◆ Selected passage:

○ ○ ○ ○

# Primitive of Root of x squared plus a squared over x squared

## Theorem

$\displaystyle \int \frac {\sqrt {x^2 + a^2} } {x^2} \ \mathrm d x = \frac {-\sqrt {x^2 + a^2} } x + \ln \left({x + \sqrt {x^2 + a^2} }\right) + C$

## Proof

Let:

 $\displaystyle z$ $=$ $\displaystyle x^2$ $\displaystyle \implies \ \$ $\displaystyle \frac {\mathrm d z} {\mathrm d x}$ $=$ $\displaystyle 2 x$ Power Rule for Derivatives $\displaystyle \implies \ \$ $\displaystyle \int \frac {\sqrt {x^2 + a^2} } {x^2} \ \mathrm d x$ $=$ $\displaystyle \int \frac {\sqrt {z + a^2} \ \mathrm d z} {2 z \sqrt z}$ Integration by Substitution $\displaystyle$ $=$ $\displaystyle \frac 1 2 \int \frac {\sqrt {z + a^2} \ \mathrm d z} {z^{3/2} }$ Primitive of Constant Multiple of Function $\displaystyle$ $=$ $\displaystyle \frac 1 2 \left({\frac {-\sqrt {z + a^2} } {\frac 1 2 \sqrt z} + \frac 1 2 \int \frac {\mathrm d z} {\sqrt z \sqrt {z + a^2} } }\right) + C$ Primitive of $\dfrac {\sqrt {a x + b} } {x^m}$ $\displaystyle$ $=$ $\displaystyle \frac {-\sqrt {x^2 + a^2} } x + \frac 1 2 \int \frac {2 x \ \mathrm d x} {x \sqrt {x^2 + a^2} } + C$ substituting for $z$ $\displaystyle$ $=$ $\displaystyle \frac {-\sqrt {x^2 + a^2} } x + \int \frac {\mathrm d x} {\sqrt {x^2 + a^2} } + C$ simplifying $\displaystyle$ $=$ $\displaystyle \frac {-\sqrt {x^2 + a^2} } x + \ln \left({x + \sqrt {x^2 + a^2} }\right) + C$ Primitive of $\dfrac 1 {\sqrt {x^2 + a^2} }$

$\blacksquare$

○ ○ ○ ○

◆ Records shown:

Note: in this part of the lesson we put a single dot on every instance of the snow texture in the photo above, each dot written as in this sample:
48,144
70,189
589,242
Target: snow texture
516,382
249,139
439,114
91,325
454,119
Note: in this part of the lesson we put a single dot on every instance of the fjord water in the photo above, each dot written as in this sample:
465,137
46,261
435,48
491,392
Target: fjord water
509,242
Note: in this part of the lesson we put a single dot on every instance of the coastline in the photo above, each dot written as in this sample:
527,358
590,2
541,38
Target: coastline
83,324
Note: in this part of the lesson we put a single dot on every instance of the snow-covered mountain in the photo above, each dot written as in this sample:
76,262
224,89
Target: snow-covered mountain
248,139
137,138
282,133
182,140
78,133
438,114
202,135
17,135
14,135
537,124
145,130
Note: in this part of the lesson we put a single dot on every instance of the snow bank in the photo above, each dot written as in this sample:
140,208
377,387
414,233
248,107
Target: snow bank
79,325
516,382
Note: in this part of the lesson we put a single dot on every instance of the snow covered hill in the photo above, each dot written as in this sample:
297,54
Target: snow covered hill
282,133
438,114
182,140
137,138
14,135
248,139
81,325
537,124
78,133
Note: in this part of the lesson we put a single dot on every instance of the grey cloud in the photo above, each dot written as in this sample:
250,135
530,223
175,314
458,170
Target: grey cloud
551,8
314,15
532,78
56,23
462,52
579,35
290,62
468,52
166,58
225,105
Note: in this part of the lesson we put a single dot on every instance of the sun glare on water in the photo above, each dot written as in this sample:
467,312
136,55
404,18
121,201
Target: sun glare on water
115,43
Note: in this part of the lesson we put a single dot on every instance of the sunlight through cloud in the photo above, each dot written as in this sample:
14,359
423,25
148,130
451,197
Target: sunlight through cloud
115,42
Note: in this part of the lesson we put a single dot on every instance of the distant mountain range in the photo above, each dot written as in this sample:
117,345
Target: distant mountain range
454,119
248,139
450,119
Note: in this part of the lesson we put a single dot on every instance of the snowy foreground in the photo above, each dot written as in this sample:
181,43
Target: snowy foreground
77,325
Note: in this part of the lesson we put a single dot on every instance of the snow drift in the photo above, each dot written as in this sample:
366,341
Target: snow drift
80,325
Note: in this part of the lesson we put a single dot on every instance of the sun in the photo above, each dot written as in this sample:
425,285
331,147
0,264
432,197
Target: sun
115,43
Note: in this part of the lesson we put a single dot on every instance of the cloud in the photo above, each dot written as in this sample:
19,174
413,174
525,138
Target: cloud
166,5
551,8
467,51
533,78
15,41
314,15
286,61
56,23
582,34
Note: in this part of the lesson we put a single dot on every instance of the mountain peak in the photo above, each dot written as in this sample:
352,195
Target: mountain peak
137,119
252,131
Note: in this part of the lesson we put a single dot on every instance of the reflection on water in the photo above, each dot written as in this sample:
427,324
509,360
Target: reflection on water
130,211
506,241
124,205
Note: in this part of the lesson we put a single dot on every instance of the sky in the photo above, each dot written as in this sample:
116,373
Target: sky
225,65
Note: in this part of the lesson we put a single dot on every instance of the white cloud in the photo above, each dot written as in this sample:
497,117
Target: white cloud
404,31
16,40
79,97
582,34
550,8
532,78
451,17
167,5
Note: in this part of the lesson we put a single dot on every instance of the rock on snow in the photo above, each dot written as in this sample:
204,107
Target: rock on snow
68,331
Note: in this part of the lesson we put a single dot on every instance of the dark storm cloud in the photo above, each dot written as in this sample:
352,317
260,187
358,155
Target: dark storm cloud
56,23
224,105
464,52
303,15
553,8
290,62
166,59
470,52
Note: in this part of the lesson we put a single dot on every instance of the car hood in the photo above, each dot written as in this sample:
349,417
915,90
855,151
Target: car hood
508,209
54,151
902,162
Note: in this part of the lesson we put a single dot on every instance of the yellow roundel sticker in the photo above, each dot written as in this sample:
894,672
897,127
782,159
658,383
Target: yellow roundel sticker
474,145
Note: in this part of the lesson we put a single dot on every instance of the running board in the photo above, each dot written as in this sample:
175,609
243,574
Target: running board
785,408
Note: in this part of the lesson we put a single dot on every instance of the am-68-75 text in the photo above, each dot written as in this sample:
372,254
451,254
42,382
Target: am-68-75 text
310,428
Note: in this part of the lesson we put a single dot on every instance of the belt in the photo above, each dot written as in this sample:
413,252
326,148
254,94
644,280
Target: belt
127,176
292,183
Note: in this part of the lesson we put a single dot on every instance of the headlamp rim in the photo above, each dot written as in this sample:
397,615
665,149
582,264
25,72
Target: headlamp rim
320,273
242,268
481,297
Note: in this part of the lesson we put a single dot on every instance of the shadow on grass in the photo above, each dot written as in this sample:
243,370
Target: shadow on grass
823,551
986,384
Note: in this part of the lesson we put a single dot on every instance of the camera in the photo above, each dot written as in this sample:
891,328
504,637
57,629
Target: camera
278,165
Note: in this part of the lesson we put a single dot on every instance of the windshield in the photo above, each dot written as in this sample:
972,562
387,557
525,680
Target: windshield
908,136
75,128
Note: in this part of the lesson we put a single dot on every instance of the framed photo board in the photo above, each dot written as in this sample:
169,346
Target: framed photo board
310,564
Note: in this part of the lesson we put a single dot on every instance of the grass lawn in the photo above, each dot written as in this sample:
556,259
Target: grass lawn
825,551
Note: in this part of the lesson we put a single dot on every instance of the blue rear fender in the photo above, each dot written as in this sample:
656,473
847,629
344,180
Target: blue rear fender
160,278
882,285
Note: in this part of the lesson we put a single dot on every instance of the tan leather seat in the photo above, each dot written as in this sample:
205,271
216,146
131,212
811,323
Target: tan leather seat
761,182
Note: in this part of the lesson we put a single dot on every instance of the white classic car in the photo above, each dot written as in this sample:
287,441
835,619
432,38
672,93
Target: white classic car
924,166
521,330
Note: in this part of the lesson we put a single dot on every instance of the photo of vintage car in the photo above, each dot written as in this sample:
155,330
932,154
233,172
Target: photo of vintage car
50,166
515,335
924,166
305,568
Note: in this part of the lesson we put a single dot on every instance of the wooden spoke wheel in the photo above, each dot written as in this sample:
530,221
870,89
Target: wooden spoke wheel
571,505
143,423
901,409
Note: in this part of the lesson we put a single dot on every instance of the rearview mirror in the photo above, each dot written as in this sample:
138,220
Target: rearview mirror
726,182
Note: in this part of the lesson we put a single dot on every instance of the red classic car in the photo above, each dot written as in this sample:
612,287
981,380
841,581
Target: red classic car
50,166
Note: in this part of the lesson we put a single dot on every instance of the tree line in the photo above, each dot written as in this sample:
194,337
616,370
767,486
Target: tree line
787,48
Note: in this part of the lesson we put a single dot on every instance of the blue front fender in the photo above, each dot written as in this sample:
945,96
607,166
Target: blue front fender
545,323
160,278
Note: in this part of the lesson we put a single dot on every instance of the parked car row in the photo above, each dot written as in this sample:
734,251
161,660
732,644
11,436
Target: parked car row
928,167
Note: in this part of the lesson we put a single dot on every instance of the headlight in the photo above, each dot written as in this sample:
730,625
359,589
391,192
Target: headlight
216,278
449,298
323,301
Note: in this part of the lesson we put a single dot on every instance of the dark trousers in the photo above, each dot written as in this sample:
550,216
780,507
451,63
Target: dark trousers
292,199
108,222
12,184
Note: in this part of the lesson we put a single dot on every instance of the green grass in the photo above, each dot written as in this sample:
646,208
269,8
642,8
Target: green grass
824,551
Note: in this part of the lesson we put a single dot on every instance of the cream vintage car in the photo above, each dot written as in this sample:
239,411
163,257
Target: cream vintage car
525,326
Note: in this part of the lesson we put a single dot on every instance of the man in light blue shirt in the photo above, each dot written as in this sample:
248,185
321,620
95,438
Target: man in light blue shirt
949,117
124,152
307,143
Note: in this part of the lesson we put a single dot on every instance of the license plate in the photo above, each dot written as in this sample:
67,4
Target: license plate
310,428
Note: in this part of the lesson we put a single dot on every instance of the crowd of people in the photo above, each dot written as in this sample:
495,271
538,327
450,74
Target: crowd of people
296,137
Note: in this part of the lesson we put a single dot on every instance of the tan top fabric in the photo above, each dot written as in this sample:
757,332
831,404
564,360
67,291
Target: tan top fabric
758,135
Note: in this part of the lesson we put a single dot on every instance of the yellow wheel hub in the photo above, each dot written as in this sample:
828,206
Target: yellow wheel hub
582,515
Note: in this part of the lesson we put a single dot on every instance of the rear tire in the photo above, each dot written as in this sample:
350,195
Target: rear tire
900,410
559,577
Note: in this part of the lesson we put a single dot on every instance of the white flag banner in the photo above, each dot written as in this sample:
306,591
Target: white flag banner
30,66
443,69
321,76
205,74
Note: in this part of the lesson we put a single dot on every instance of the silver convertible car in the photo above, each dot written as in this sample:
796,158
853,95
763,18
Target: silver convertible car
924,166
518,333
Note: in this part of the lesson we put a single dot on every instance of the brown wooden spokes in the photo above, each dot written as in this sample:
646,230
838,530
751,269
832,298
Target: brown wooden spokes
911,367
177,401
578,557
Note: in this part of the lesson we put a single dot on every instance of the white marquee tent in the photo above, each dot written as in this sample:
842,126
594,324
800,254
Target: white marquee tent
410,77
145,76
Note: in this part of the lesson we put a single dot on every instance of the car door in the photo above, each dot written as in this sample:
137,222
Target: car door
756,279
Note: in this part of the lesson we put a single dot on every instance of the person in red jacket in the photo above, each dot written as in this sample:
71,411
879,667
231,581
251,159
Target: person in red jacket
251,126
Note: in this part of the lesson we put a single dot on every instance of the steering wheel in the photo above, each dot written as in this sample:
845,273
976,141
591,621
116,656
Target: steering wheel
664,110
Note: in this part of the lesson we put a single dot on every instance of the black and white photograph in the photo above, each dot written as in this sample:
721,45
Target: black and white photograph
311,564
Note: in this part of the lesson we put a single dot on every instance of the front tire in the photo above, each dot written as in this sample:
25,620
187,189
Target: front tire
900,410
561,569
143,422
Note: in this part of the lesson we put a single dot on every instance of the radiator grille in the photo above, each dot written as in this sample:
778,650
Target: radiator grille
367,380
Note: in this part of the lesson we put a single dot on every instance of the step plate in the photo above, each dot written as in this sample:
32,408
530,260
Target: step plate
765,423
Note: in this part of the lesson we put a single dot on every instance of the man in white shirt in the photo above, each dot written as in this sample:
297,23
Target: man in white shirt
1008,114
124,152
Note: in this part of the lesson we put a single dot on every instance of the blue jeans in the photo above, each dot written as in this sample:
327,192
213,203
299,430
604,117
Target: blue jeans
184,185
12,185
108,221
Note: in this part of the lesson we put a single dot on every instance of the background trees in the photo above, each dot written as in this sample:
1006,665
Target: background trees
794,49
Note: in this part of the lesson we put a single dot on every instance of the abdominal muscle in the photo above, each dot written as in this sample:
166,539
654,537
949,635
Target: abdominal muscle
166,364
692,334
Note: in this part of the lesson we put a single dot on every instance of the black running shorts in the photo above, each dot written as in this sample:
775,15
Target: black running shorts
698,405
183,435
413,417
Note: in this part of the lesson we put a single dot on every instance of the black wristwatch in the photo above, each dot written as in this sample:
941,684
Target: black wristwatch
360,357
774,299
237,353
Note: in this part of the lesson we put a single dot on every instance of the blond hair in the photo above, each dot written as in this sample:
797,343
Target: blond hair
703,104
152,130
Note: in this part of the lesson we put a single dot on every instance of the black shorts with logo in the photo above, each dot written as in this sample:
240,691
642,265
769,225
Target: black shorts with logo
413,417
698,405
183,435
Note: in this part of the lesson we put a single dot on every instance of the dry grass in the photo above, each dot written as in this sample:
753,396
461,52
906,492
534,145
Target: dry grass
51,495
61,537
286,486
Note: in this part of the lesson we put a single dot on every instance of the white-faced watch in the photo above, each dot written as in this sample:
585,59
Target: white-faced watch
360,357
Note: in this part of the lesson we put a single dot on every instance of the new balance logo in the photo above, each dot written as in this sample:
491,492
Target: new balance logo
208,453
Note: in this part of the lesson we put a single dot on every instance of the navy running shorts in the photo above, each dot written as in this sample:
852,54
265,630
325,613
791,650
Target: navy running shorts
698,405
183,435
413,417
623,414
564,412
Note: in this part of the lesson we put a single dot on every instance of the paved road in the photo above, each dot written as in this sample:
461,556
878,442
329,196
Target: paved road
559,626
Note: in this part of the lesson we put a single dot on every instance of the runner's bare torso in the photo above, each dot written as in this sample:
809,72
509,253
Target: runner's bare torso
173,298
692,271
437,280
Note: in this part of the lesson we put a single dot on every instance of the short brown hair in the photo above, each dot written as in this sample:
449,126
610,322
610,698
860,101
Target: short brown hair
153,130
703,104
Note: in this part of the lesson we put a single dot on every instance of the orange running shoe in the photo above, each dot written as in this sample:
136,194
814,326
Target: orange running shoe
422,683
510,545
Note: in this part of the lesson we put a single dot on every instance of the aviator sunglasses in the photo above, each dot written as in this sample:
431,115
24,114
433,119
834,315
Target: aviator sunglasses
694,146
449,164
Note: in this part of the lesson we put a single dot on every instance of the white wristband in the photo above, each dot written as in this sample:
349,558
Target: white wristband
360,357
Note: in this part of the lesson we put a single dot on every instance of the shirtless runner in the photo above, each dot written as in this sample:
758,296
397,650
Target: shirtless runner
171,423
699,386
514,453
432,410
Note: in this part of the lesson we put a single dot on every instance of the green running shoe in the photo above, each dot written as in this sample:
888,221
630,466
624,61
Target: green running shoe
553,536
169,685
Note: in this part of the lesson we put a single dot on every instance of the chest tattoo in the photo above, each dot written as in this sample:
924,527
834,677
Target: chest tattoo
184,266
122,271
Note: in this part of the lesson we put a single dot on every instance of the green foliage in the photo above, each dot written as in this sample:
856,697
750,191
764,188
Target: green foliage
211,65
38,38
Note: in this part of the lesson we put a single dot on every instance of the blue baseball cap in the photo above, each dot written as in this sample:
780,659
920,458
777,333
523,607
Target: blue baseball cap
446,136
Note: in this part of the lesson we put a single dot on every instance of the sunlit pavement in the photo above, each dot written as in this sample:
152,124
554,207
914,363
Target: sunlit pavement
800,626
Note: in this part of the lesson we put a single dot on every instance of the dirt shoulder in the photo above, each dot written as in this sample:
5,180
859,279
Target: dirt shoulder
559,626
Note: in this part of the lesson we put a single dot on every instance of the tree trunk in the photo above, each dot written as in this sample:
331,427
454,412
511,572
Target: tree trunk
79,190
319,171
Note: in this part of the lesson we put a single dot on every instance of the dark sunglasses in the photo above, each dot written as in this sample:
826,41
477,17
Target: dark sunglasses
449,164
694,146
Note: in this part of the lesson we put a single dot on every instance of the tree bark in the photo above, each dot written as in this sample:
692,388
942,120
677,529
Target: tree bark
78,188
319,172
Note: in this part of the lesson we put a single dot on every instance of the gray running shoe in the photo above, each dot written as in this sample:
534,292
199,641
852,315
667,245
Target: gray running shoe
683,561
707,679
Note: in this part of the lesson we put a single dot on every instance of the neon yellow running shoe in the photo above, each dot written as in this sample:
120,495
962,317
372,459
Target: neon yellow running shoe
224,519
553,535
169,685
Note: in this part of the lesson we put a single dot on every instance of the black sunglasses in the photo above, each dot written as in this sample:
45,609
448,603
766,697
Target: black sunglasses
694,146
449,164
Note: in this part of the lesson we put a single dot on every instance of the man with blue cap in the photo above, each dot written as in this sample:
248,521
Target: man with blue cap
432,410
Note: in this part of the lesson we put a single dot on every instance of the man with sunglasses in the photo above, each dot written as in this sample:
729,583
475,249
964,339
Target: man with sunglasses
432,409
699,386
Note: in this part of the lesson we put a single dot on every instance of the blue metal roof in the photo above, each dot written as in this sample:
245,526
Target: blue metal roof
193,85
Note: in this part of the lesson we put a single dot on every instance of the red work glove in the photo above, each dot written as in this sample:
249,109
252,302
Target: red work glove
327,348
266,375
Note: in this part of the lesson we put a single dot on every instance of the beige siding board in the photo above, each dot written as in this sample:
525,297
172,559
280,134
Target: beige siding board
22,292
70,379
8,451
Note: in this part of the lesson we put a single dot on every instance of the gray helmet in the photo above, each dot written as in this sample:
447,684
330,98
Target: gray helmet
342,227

○ ○ ○ ○

◆ What to do:
1. On the theorem page, which results cited as justifications in the proof have names beginning with "Primitive of"?
2. Can you pull out every line of the listing that contains the string "sunglasses"?

◆ Outputs for the tasks:
1.
Primitive of Constant Multiple of Function
Primitive of $\dfrac {\sqrt {a x + b} } {x^m}$
Primitive of $\dfrac 1 {\sqrt {x^2 + a^2} }$

2.
Note: in this part of the lesson we put a single dot on every instance of the aviator sunglasses in the photo above, each dot written as in this sample:
Target: aviator sunglasses
Note: in this part of the lesson we put a single dot on every instance of the dark sunglasses in the photo above, each dot written as in this sample:
Target: dark sunglasses
Note: in this part of the lesson we put a single dot on every instance of the black sunglasses in the photo above, each dot written as in this sample:
Target: black sunglasses
Note: in this part of the lesson we put a single dot on every instance of the man with sunglasses in the photo above, each dot written as in this sample:
Target: man with sunglasses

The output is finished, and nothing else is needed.